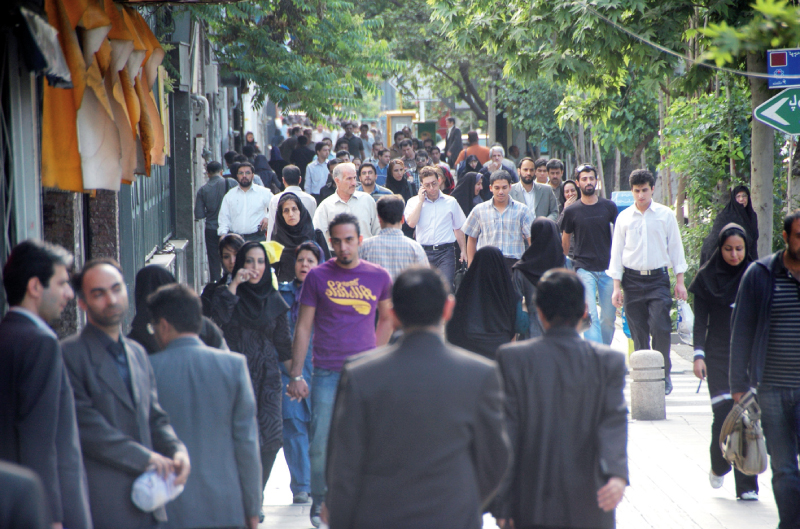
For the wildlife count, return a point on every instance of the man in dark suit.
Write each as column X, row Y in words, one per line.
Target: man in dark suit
column 452, row 143
column 123, row 430
column 37, row 410
column 567, row 419
column 209, row 398
column 418, row 437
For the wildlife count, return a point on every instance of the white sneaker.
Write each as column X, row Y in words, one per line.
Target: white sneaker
column 716, row 481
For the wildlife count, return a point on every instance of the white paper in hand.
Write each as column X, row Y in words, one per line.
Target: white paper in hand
column 151, row 491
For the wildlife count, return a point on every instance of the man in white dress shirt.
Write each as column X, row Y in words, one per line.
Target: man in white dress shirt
column 291, row 184
column 244, row 208
column 646, row 243
column 347, row 200
column 438, row 220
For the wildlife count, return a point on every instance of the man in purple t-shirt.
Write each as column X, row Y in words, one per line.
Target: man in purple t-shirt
column 339, row 301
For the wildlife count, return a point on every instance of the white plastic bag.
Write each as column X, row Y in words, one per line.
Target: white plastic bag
column 685, row 323
column 151, row 491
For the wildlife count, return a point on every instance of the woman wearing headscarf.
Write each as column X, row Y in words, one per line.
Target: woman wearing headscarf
column 467, row 192
column 739, row 210
column 485, row 316
column 293, row 226
column 252, row 315
column 148, row 279
column 544, row 253
column 714, row 289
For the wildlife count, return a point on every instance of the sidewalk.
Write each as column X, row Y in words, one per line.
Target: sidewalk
column 668, row 462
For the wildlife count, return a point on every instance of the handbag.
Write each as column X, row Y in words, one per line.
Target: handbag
column 742, row 440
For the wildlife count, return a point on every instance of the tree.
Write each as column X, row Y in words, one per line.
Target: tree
column 310, row 55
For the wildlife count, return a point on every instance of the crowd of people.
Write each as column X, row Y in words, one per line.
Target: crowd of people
column 378, row 332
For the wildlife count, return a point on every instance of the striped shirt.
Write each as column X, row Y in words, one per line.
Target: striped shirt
column 782, row 365
column 506, row 230
column 393, row 251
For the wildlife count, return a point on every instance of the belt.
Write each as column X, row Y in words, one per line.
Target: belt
column 433, row 248
column 655, row 272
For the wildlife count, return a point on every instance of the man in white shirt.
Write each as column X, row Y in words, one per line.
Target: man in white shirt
column 245, row 207
column 317, row 170
column 438, row 220
column 347, row 200
column 646, row 243
column 291, row 184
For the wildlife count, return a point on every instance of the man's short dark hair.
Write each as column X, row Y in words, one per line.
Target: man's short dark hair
column 344, row 218
column 500, row 174
column 418, row 296
column 366, row 164
column 789, row 221
column 390, row 209
column 291, row 175
column 641, row 177
column 31, row 258
column 77, row 278
column 179, row 305
column 234, row 241
column 559, row 296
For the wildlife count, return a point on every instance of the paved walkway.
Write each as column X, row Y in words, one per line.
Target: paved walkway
column 668, row 462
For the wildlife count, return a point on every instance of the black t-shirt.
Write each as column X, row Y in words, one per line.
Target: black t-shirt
column 591, row 226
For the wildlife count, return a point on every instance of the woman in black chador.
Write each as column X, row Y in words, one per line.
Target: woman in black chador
column 714, row 290
column 252, row 315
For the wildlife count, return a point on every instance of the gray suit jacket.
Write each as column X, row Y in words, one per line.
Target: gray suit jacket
column 417, row 439
column 545, row 199
column 209, row 398
column 117, row 433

▶ [Required action]:
Transcribe the entries word for word, without their pictures.

▶ [Result]:
For the wildlife count, return a point on every instance of the man in dark suit.
Write each as column X, row Y in words, one per line.
Target: man in dark suit
column 452, row 143
column 123, row 430
column 37, row 410
column 567, row 419
column 209, row 398
column 418, row 437
For the wildlife count, return a point on every instance of the white sneaker.
Write each as column X, row Y in words, one per line.
Target: white sneaker
column 716, row 481
For the wildlife count, return a point on every instance of the white paper in hand.
Write each as column X, row Y in words, one per line.
Target: white paper in hand
column 151, row 491
For the wildlife count, return a point on every instance of the man in white dress shirt.
Write each as column X, row Y in words, one per line.
Target: man in white dress shirt
column 291, row 184
column 244, row 208
column 646, row 243
column 347, row 200
column 438, row 220
For the wildlife count, return a point on every instance of the man in purple t-shirt.
Write each as column X, row Y in words, one per line.
Target: man in purple t-shirt
column 339, row 301
For the wildlife count, return a point on every instance of the white plastic bag.
Write each as column X, row Y in words, one per line.
Target: white plastic bag
column 685, row 323
column 151, row 491
For the wildlife count, return a point on every instance of the woman wearing headscarf.
Write each as column X, row Y in words, one per line.
Target: woman wearing headscarf
column 467, row 192
column 739, row 210
column 485, row 316
column 293, row 226
column 252, row 315
column 148, row 279
column 544, row 253
column 714, row 289
For the wildlife count, return a point on every instance of the sidewalk.
Write each as column X, row Y in words, one per line.
Target: sidewalk
column 668, row 462
For the wildlife count, return a point on every instance of the handbag.
Write each as column X, row Y in words, one per line.
Target: handbag
column 742, row 440
For the wildlife count, return a point on every instance of the tree.
Write each as column X, row Y in words, one per line.
Target: tree
column 310, row 55
For the wildlife count, return a point on every instance of the crowd of people.
Write each as column X, row Y in words, one per line.
Target: crowd of people
column 378, row 332
For the wildlife count, return a point on every instance of the striped shirt.
Write each as column X, row Y in words, one per line.
Target: striped shirt
column 782, row 365
column 506, row 230
column 393, row 251
For the wildlife count, return a point on every instance of the belt.
Write each as column X, row Y in words, one per line.
Target: belt
column 433, row 248
column 655, row 272
For the wildlife count, return a point on every instance of the man in white shirt.
Write each as column X, row Y in words, one per line.
Target: man in white shirt
column 245, row 207
column 317, row 170
column 438, row 220
column 347, row 200
column 646, row 243
column 291, row 184
For the wildlife count, return a point on every instance of the man's short dark hair.
Write each as column X, row Y in words, one per line.
Target: man's short dark hair
column 344, row 218
column 500, row 174
column 418, row 296
column 366, row 164
column 789, row 221
column 390, row 209
column 291, row 175
column 641, row 177
column 31, row 258
column 77, row 278
column 179, row 305
column 234, row 241
column 559, row 296
For the wildlife count, return a point on every instance of the paved walkway.
Write each as column X, row Y in words, one per line.
Target: paved walkway
column 668, row 462
For the wildlife count, return a point on every instance of the black t-shirt.
Write each as column X, row Y in words, one per line.
Target: black t-shirt
column 591, row 226
For the wildlife count, return a point on every instance of the woman in black chador.
Write each as column X, row Y in words, one per line.
Target: woman in black chador
column 714, row 290
column 252, row 315
For the wildlife count, return a point on every instance of the gray suit jacket.
Write each as column X, row Y in words, one per line.
Target: gray suit jacket
column 417, row 439
column 545, row 199
column 209, row 398
column 117, row 433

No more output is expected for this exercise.